— START OF Data listing —

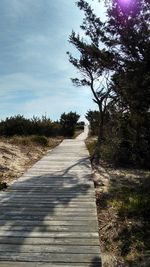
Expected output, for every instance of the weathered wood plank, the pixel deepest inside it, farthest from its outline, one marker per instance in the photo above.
(84, 249)
(49, 241)
(48, 216)
(51, 257)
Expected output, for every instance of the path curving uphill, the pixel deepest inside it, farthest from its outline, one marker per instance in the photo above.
(48, 216)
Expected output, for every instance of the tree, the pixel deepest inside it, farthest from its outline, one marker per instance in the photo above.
(95, 64)
(69, 123)
(114, 62)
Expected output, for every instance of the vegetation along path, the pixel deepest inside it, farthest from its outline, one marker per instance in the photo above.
(48, 216)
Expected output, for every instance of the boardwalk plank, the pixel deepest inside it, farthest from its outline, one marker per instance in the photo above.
(48, 217)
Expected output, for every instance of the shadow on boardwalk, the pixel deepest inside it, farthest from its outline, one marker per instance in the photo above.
(37, 214)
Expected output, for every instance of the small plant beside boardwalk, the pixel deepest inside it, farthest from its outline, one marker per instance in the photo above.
(123, 205)
(24, 141)
(18, 153)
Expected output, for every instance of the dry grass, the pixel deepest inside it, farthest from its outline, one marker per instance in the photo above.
(17, 154)
(123, 203)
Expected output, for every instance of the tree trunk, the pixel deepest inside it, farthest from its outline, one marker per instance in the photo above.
(97, 152)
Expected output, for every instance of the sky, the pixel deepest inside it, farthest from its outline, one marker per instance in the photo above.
(34, 68)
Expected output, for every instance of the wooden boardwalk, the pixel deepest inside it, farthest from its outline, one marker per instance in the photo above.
(48, 216)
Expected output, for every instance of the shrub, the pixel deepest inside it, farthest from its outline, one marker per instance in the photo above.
(40, 140)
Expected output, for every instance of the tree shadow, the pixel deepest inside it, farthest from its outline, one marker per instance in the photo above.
(48, 209)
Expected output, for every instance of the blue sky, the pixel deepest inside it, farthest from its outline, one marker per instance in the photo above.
(34, 69)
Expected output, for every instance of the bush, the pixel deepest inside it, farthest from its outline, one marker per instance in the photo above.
(40, 140)
(69, 122)
(3, 186)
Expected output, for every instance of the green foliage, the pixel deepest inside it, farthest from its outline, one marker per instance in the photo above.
(40, 140)
(3, 186)
(114, 60)
(69, 123)
(80, 125)
(20, 126)
(93, 119)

— END OF Data listing —

> **Objective**
Reproduce every item above verbatim, omitting the pictures.

> **Final answer**
Expected output, for every instance of the weathered wood plank, the pixel deepest inside it, farthest from its outline, one marker per instance in the photo above.
(84, 249)
(49, 241)
(48, 216)
(51, 257)
Expected output, for every instance of the path curving uphill, the pixel deepest inside it, farthest from its outline, one marker per instance in the photo above.
(48, 216)
Expected output, for every instance of the tree, the pixel deepest inside it, farthest from its outline, one marker per instance in the photo above.
(95, 64)
(69, 123)
(114, 62)
Expected output, for every instance of the vegetation along path, the pixel deepest inside it, farthest from its outline, one marker per instance in the photo above.
(48, 216)
Expected output, for every instance of the boardwalk plank, the pixel deepest inside it, farthest from its outline, one marker per instance in the photo above.
(48, 217)
Expected output, for every instance of the shadow on boardwalk, the pixel deepest inside it, farthest from its outline, one marker per instance in the photo above.
(37, 214)
Expected output, for every instance of the small plant beside boardwalk, the pixel deepest inside it, farthest from its outline, one marker per instance in the photo above.
(123, 205)
(24, 141)
(18, 153)
Expected output, for every instance of the dry grass, the pixel deepest inside it, farthest from its outline, one marker per instance in the photo above.
(17, 154)
(123, 203)
Expected output, for every instance of the tree trunk, the pixel deepest inside it, farthest from its outline, one marker per instance in the photo above.
(97, 152)
Expected output, for every instance of the sky, the pixel deepest inside it, farthest from its outline, one marker per instance in the photo above.
(34, 68)
Expected output, for every instance of the wooden boardwalk, the pixel deepest inside it, farthest from its outline, one marker per instance in the photo above.
(48, 216)
Expected output, for every instance of the shrub, the pixel deepest inside it, farthest from its outline, one marker per instance in the photo above.
(40, 140)
Expected output, for every instance of the tree shadow, the pixel deepest inside it, farthest from its outline, one marker per instance in the photo above.
(48, 209)
Expected output, for every instance of the blue sky, the pixel deepest inside it, farthest from its outline, one marker per instance in the photo above.
(34, 69)
Expected output, for every instance of the bush, the pixel deepest inside it, farthest from its outline, one marker per instance in the photo above.
(40, 140)
(69, 122)
(3, 186)
Expected output, for every instance of the green foliage, the pixel deepest inside it, farthest from its outline, one marker per instance in the photo above.
(40, 140)
(3, 186)
(114, 60)
(69, 123)
(80, 125)
(20, 126)
(93, 119)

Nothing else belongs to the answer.